*Collected data entries*.
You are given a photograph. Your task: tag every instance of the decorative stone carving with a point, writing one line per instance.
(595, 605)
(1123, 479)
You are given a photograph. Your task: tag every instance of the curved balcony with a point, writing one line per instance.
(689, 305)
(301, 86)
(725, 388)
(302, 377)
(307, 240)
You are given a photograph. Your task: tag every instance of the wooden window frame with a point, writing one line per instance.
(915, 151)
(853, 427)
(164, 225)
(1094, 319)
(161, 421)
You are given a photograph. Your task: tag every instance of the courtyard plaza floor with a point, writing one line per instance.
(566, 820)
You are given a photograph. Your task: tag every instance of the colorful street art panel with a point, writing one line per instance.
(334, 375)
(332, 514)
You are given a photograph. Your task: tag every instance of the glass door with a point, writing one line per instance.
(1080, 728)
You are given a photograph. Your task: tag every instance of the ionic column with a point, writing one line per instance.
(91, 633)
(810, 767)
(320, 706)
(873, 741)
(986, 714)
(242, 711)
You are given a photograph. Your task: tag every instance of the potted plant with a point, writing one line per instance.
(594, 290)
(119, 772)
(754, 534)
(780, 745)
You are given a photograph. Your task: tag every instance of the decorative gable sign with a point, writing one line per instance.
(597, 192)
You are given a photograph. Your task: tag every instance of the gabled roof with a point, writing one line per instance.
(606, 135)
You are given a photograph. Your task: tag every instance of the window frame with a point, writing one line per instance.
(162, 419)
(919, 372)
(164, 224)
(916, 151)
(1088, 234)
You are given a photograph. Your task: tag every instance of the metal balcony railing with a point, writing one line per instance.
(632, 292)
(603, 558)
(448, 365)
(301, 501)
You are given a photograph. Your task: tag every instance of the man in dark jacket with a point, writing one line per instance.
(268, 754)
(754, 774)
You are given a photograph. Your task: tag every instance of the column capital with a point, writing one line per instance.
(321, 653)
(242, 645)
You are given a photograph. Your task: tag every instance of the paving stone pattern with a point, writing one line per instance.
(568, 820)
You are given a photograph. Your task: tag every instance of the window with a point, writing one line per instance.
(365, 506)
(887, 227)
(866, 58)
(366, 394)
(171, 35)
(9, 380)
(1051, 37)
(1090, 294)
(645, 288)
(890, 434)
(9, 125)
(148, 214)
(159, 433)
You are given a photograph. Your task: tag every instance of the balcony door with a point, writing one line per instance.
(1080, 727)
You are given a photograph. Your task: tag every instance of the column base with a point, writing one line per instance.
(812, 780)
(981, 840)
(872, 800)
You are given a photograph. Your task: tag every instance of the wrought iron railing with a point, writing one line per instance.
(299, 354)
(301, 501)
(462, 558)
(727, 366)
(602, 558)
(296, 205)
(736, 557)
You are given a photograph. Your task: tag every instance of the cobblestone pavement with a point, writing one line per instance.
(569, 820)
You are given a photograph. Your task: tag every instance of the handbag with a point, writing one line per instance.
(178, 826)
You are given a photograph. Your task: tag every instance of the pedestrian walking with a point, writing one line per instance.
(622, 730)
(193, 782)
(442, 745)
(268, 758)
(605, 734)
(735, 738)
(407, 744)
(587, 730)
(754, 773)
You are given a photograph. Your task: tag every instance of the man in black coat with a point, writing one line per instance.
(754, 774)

*Your goal*.
Reproduce every line of the data above without any changes.

*Reply*.
You are given a photograph. Your task: tag every instance of the decorative stone carving with a point, writing one line per instance.
(595, 605)
(1123, 479)
You are given a photograph. Your task: tag every instance of the curved balcony with a point, writing one line per instance.
(689, 305)
(301, 86)
(725, 388)
(302, 377)
(307, 240)
You are given a photograph. Your task: tag every instance of the wooden window frame with a point, writing one line per instance.
(915, 151)
(853, 427)
(164, 225)
(1094, 319)
(161, 421)
You are given a photograph. Your task: tag every instance of the courtyard plaza floor with a point, writing one line per instance.
(566, 820)
You are given a photograph. Your task: tag every instance of the colorful street art panel with a point, writing one line per instance.
(334, 375)
(332, 514)
You are given a photograph. Your task: tag every instance of the glass door with a point, writing one line per instance.
(1080, 728)
You are given a photograph. Your task: tag every instance of the ionic column with a point, writing one line per instance.
(91, 633)
(810, 767)
(320, 706)
(873, 741)
(986, 714)
(242, 711)
You are given a photograph. Your task: tag every instance of the potted plant with a point, writing one line per instance.
(594, 290)
(119, 772)
(754, 534)
(780, 745)
You are given a photograph. Your task: tag every instance of the decorative gable sign with a point, writing one line per instance.
(597, 192)
You are given a photograph. Your task: tag every instance of the gabled roof with a point, writing one line per instance.
(606, 135)
You are given a photograph. Your task: tag every instance of the window frame with a point, writing one line per instance.
(162, 419)
(919, 372)
(164, 224)
(916, 151)
(1088, 234)
You are given a photograph. Your task: tag every instance of the metal balcony railing with a point, writing one line per instance.
(632, 292)
(603, 558)
(448, 365)
(301, 501)
You are given a photograph. Your task: tag every instance of the man in dark jacket with a point, writing one line per instance.
(268, 754)
(754, 774)
You are given a photograph. Your task: tag every instance of the column capital with a point, writing one line per instance.
(321, 653)
(242, 645)
You are given a photograph. Your task: tag every instance of the paving stone pattern with a point, writing one line per instance.
(568, 820)
You are given a photograph. Your task: tag every instance of the window with a point, writing one line per instance.
(365, 506)
(887, 227)
(866, 58)
(366, 394)
(171, 35)
(9, 380)
(1051, 37)
(1090, 294)
(645, 288)
(890, 434)
(9, 125)
(148, 214)
(159, 433)
You are given a photograph. Your task: tag every instance of the balcony door with a point, writing one line per instance.
(1080, 727)
You are given a photograph. Your task: tag every instance of the column base with a point, writing one line per instance.
(812, 780)
(981, 840)
(872, 800)
You are given a photograph. Your task: tag every instance of the wrought iron railing with a point, writing one line per instance.
(299, 354)
(301, 501)
(462, 558)
(727, 366)
(602, 558)
(296, 205)
(736, 557)
You are given a photograph. Your task: tag every instance of the cobblestone pavement with a point, writing one line per instance.
(569, 820)
You are given a photograph. Your task: tag every instance of the handbag with a point, writing one line per instance.
(178, 826)
You are given a photograph. Your task: tag every instance of the pedestrian walking with a point, writing one line per instance.
(622, 730)
(193, 782)
(442, 745)
(268, 758)
(605, 734)
(735, 738)
(407, 744)
(587, 730)
(754, 773)
You are given a photograph. Your task: tag every instance of the man in black coat with a point, writing one line per instance.
(754, 774)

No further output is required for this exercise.